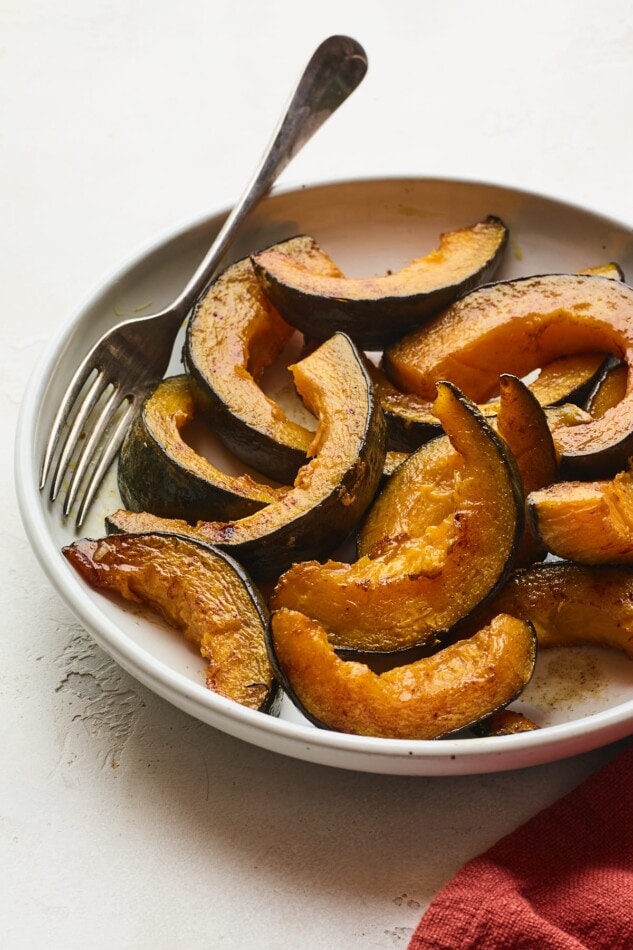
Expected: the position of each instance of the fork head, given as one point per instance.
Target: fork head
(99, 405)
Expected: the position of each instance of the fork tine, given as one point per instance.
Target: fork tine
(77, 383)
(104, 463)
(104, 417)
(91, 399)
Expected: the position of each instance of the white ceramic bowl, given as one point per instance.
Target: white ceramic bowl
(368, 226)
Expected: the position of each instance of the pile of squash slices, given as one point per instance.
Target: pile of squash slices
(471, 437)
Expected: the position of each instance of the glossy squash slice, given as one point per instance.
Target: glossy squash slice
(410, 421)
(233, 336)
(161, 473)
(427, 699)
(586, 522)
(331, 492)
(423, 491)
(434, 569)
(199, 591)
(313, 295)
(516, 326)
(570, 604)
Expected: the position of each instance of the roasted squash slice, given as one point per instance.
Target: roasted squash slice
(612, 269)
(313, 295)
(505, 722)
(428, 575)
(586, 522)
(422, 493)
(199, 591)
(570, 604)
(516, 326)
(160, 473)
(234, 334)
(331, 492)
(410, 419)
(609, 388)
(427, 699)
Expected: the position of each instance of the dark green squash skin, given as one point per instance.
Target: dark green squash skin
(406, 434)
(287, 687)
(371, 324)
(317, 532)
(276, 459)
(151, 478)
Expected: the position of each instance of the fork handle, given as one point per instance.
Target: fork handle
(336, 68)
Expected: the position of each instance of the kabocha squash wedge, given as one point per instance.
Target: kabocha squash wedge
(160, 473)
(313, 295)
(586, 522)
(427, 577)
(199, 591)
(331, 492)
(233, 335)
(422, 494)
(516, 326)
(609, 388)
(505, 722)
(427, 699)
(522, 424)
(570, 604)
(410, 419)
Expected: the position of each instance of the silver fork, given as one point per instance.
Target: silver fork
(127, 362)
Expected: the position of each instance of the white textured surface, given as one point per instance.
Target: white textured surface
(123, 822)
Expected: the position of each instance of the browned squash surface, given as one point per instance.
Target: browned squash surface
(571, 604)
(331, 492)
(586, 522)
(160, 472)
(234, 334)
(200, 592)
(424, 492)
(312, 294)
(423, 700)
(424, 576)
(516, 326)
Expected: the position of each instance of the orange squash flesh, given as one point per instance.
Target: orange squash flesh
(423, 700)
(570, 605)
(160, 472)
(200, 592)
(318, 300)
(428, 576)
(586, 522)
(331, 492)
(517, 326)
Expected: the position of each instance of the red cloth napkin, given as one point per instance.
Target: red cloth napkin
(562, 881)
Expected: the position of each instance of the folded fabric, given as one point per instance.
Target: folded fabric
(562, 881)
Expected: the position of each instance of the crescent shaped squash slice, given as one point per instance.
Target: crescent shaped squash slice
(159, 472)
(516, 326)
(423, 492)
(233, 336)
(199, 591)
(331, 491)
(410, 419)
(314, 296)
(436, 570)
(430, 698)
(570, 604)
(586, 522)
────
* [Exercise] Rewrite all the records above as a numbered list, one line per item, skipping any blank lines. Leave the pictures out.

* [Reply to the task]
1. Expected: the position of each instance of the fork head, given as one point per instance.
2. Target: fork head
3. (99, 405)
4. Expected: the position of each instance of the fork tine, given as one point per instance.
5. Target: fork tine
6. (77, 383)
7. (104, 463)
8. (104, 417)
9. (91, 399)
10. Expected: the position of each instance of the white ceramic bowl, given as one point per instance.
11. Target: white ceramic bowl
12. (368, 226)
13. Expected: the position of each instance of the pile of squash slices, given as one point per instance.
14. Target: pile of squash slices
15. (471, 437)
16. Expected: the position of each instance of the glossy squash slice, given as one point per instance.
17. Target: glossy squash slice
18. (410, 421)
19. (233, 336)
20. (161, 473)
21. (427, 699)
22. (586, 522)
23. (331, 492)
24. (423, 491)
25. (434, 569)
26. (199, 591)
27. (313, 295)
28. (516, 326)
29. (570, 604)
30. Expected: the position of each instance of the roasted squash slice, given as one point per instance.
31. Target: roasted squash slice
32. (612, 269)
33. (313, 295)
34. (505, 722)
35. (428, 575)
36. (586, 522)
37. (422, 493)
38. (199, 591)
39. (570, 604)
40. (516, 326)
41. (160, 473)
42. (234, 334)
43. (331, 492)
44. (410, 419)
45. (609, 388)
46. (427, 699)
47. Expected: the position of each instance of the dark green squash skin, given as one point per instance.
48. Target: dark green squash skin
49. (406, 434)
50. (287, 687)
51. (371, 324)
52. (317, 532)
53. (276, 459)
54. (151, 478)
55. Expected: the position of each instance of the fork handle, given as one point per instance.
56. Target: fork handle
57. (336, 68)
58. Expected: the position of each instance of the kabocha squash wedge, given as one point per instance.
59. Target: kabocha squash wedge
60. (160, 473)
61. (313, 295)
62. (586, 522)
63. (427, 577)
64. (199, 591)
65. (331, 492)
66. (233, 335)
67. (422, 494)
68. (516, 326)
69. (609, 388)
70. (505, 722)
71. (427, 699)
72. (522, 424)
73. (570, 604)
74. (410, 419)
75. Expected: the position of each instance of the silver fork, given as one point per instance.
76. Target: silver fork
77. (127, 362)
78. Expected: the position of each instance of the white textured surface, given as one point per instance.
79. Target: white textured surface
80. (123, 822)
81. Expected: the position of each instance of the browned squash surface, given as one point per instance.
82. Target: browned squash surface
83. (571, 604)
84. (331, 492)
85. (586, 522)
86. (160, 472)
87. (234, 334)
88. (200, 592)
89. (424, 492)
90. (312, 294)
91. (423, 700)
92. (424, 576)
93. (516, 326)
94. Expected: the position of each instance of the orange squash flesh, given as one point per instance.
95. Target: orange squash flesh
96. (423, 700)
97. (570, 605)
98. (160, 472)
99. (200, 592)
100. (318, 300)
101. (428, 576)
102. (586, 522)
103. (331, 492)
104. (517, 326)
105. Expected: the position of each instance of the red cloth napkin, given as one point per instance.
106. Target: red cloth napkin
107. (562, 881)
108. Expected: the position of each instance of the folded fabric, given as one point per instance.
109. Target: folded fabric
110. (562, 881)
111. Expected: the position of each instance of the crescent shaped squash slice, given as one point per instance.
112. Target: crescent shaped squash slice
113. (159, 472)
114. (516, 326)
115. (423, 492)
116. (233, 336)
117. (199, 591)
118. (331, 491)
119. (410, 419)
120. (314, 296)
121. (436, 570)
122. (430, 698)
123. (570, 604)
124. (586, 522)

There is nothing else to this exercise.